Exercise = Please reproduce word for word the lines below, starting at the line that contains "the bird wing." and ending with the final line.

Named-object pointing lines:
|---|
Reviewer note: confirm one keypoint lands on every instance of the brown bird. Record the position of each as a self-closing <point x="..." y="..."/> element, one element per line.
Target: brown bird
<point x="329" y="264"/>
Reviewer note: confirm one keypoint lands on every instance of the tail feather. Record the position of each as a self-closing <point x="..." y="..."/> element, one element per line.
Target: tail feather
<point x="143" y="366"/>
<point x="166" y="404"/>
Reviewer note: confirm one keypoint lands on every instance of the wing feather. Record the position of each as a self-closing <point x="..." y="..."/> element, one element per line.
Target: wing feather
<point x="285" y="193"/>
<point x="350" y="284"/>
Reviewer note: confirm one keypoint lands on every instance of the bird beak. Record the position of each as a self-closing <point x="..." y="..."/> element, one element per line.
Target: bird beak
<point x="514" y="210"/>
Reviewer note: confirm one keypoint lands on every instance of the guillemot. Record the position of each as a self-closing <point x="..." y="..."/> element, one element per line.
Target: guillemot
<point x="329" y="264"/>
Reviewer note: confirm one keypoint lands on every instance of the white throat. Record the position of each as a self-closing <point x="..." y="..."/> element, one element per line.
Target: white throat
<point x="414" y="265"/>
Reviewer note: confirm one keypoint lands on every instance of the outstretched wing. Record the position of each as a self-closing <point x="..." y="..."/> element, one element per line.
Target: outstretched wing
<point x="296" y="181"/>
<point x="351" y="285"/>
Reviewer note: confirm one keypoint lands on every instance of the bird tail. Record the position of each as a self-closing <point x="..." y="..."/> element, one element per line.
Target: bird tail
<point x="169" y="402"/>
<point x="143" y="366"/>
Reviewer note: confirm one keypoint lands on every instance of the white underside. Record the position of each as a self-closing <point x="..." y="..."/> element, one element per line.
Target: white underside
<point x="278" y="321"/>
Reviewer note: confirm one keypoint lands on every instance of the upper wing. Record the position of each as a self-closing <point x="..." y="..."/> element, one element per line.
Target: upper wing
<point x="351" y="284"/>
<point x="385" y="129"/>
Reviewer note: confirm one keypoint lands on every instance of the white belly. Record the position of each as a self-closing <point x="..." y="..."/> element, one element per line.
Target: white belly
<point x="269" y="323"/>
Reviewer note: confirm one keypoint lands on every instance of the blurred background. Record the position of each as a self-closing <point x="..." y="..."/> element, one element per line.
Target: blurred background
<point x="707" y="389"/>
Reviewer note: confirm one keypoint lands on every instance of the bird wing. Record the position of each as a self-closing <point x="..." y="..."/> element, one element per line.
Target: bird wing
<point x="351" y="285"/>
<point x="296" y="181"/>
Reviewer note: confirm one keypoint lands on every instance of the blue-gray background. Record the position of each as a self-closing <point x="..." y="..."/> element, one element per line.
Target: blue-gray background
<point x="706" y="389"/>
|---|
Response to this exercise =
Reviewer note: confirm one keypoint lands on every instance of the bird wing. Record the position of each as a self-closing <point x="..." y="..."/> element, one element per line.
Target: bird wing
<point x="351" y="285"/>
<point x="296" y="181"/>
Reviewer note: confirm one keypoint lands on every instance of the blue-gray background. Record the position of each as a self-closing <point x="..." y="..."/> element, one element per line.
Target: blue-gray background
<point x="706" y="389"/>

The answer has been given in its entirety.